- [TASK TO CARRY OUT]
Copy every item below word for word, keeping each line unchanged.

- [EXTRACTED ENTRIES]
###

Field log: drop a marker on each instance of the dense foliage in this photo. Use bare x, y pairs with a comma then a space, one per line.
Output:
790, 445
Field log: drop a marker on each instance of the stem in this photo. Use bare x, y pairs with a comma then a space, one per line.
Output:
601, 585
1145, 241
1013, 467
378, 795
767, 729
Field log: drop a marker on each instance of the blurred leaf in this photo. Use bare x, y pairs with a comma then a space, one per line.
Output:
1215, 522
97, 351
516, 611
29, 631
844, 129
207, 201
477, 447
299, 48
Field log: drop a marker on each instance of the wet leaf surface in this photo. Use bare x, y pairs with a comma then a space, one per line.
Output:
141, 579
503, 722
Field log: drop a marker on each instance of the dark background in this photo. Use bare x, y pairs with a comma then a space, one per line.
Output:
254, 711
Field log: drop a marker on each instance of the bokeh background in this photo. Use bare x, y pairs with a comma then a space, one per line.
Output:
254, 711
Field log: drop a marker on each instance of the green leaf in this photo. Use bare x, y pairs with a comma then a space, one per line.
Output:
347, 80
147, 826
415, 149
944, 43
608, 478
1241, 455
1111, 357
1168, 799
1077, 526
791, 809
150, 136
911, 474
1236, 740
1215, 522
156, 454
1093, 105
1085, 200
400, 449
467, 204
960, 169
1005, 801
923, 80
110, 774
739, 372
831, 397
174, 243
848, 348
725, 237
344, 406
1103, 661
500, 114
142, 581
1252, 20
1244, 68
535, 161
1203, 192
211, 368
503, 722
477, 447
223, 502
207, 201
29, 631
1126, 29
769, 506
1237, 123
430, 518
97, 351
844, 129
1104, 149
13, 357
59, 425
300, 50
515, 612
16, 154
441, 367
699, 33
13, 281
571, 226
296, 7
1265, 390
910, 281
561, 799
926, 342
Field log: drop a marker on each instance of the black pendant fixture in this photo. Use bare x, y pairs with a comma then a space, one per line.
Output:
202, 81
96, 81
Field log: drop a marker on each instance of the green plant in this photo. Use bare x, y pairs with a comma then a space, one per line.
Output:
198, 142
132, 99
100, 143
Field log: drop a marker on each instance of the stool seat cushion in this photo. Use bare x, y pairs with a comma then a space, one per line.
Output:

###

- [RESULT OF THE EXERCISE]
Field log: drop a marker on each instance of the dense foliage in this photo. Use bare x, y pairs with a comma then a space, one per line.
Output:
790, 445
Field log: drop a marker on each instance of the stem in this photo. Use bare x, y pairs with a comma then a space, one per line.
Output:
601, 585
1145, 241
1013, 467
378, 795
767, 729
Field log: drop a marker on each instance of the blurred leaf in this photo. Use bare x, y pairs with a comma then a space, one per line.
Output:
1215, 522
97, 351
516, 611
29, 631
844, 129
207, 201
477, 447
299, 48
Field log: drop a marker on each instance of the wet leaf surface in this photo. Use bare x, y pairs with a comma then a space, one per line.
Output:
141, 579
503, 722
Field log: drop a marker on each instance of the dark background in this photo. Use bare x, y pairs with a comma then a space, one per line.
Output:
254, 711
Field log: drop a marker on each instance of the bokeh background in this photo. Use bare x, y pairs with a comma then a space, one per line.
Output:
254, 711
Field log: drop a marker on each instance of the green leaf in this photo. Use bare x, y pairs with a comma then a space, one per line.
Output:
347, 80
147, 826
415, 149
944, 43
608, 478
1241, 455
1111, 357
1168, 799
1077, 526
791, 809
150, 136
911, 474
1236, 740
1215, 522
156, 454
1093, 105
1085, 200
400, 449
467, 204
960, 169
1005, 801
923, 80
110, 774
739, 372
831, 397
174, 243
848, 348
725, 237
344, 406
1103, 661
500, 114
142, 581
1252, 20
1244, 68
535, 161
1203, 192
211, 368
503, 722
477, 447
223, 502
207, 201
29, 631
1126, 29
769, 506
1237, 123
430, 518
97, 351
844, 129
1104, 149
13, 357
59, 425
300, 50
515, 612
16, 154
441, 367
699, 33
13, 281
571, 226
296, 7
1265, 390
910, 281
561, 799
926, 342
Field log: drop a marker on each instance of the black pendant fixture in this photo. Use bare x, y pairs with a comma then a space, one per line.
Output:
202, 81
96, 81
Field log: drop a marker on each instance of the green plant in this photo. Use bare x, y pairs with a comma then a space, one per line.
Output:
198, 142
132, 99
100, 143
Field log: drop a marker on each instance of the stool seat cushion in this photo. Use bare x, y pairs with a comma then a space, one per line.
Output:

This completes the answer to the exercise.